# Consigne donnée 1
Extrayez du texte sur les corps d'armée le passage qui commence par « L'histoire de cette » et se poursuit jusqu'à « formation par division. ».
# Consigne donnée 2
Pour chacune des affirmations suivantes sur le texte consacré aux corps d'armée, répondez par oui ou par non et citez à l'identique les mots du texte qui tranchent. (a) Le corps d'armée ne met que quatre unités de combat dans la main du général. (b) L'introduction des corps d'armée a dès le départ été présentée comme définitive. (c) Le texte n'attribue aucun avantage au corps d'armée.

# Extrait fourni
== == ==

L'histoire de cette introduction est assez curieuse. Présentée comme une simple éventualité, et destinée à faciliter la marche de deux divisions sur la même route, elle est devenue définitive, sans presque que l'on s'en aperçut. C'était la logique des choses. Chez Harpagon, maitre Jacques était tantôt vètu en cuisinier et tantôt en cocher. Il ne saurait en être de même d'une armée et il faut choisir entre la formation par corps et la formation par division.

Des doutes ont été exprimés par beaucoup d'officiers compétents à l'égard des corps d'armée, et peut-être bien que, si la chose était à recommencer, l'on choisirait une unité intermédiaire, c'est-à-dire un type de division renforcée, à compléter au besoin par de la landwehr. Le corps d'armée est un peu gros pour nous et fait une grande consommation d'étatsmajors. En outre, il ne met dans la main du général que 4 unités de combat. Si une de ces unités est rompue en vue de missions spéciales, il ne reste plus que 3 unités disponibles, chiffre qui ne prête pas à des combinaisons très multiples, bien qu'il soit encore suffisant.

Tout cela est vrai, mais le corps d'armée présente deux avantages qui ne sont pas à dédaigner.

== == ==

# Données affichées

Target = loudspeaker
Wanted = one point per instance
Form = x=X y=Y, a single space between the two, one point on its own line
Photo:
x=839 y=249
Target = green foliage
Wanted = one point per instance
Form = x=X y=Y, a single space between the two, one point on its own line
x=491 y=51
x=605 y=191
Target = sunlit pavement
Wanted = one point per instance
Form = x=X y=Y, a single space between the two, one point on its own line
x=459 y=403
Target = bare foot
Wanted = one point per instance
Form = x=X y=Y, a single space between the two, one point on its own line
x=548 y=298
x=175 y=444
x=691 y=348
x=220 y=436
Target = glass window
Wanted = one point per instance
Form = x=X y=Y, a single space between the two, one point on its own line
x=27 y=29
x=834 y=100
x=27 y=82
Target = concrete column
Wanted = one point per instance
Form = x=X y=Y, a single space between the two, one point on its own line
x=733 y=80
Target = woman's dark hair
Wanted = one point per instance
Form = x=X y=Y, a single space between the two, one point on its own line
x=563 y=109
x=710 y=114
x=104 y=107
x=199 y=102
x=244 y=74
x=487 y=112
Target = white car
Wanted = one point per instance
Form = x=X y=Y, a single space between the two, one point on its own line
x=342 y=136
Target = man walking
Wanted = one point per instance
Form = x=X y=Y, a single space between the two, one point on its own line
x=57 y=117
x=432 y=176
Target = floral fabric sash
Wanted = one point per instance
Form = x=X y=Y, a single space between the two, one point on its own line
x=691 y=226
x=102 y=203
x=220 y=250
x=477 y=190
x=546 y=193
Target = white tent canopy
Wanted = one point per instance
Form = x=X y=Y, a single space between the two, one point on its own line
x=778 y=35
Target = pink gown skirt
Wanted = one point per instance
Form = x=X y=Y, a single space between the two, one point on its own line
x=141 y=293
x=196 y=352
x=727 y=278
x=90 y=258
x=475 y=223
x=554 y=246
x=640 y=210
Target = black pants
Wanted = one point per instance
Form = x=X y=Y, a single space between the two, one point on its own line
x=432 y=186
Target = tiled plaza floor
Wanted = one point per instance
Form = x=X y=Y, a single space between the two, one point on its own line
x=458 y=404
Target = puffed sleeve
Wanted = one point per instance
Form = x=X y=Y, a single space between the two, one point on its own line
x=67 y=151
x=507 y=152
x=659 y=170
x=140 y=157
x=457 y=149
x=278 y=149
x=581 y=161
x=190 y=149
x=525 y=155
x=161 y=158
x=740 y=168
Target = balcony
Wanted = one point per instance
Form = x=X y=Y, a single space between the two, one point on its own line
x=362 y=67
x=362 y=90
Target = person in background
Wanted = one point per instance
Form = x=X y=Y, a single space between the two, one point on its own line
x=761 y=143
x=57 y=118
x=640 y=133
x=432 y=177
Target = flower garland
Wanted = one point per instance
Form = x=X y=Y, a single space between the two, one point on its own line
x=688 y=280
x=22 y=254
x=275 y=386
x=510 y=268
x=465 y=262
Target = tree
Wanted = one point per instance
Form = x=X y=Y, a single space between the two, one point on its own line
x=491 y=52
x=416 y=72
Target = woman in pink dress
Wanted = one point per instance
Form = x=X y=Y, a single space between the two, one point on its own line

== == ==

# Résultat 1
L'histoire de cette introduction est assez curieuse. Présentée comme une simple éventualité, et destinée à faciliter la marche de deux divisions sur la même route, elle est devenue définitive, sans presque que l'on s'en aperçut. C'était la logique des choses. Chez Harpagon, maitre Jacques était tantôt vètu en cuisinier et tantôt en cocher. Il ne saurait en être de même d'une armée et il faut choisir entre la formation par corps et la formation par division.

# Résultat 2
(a) Oui : « il ne met dans la main du général que 4 unités de combat ».
(b) Non : « Présentée comme une simple éventualité ».
(c) Non : « le corps d'armée présente deux avantages qui ne sont pas à dédaigner ».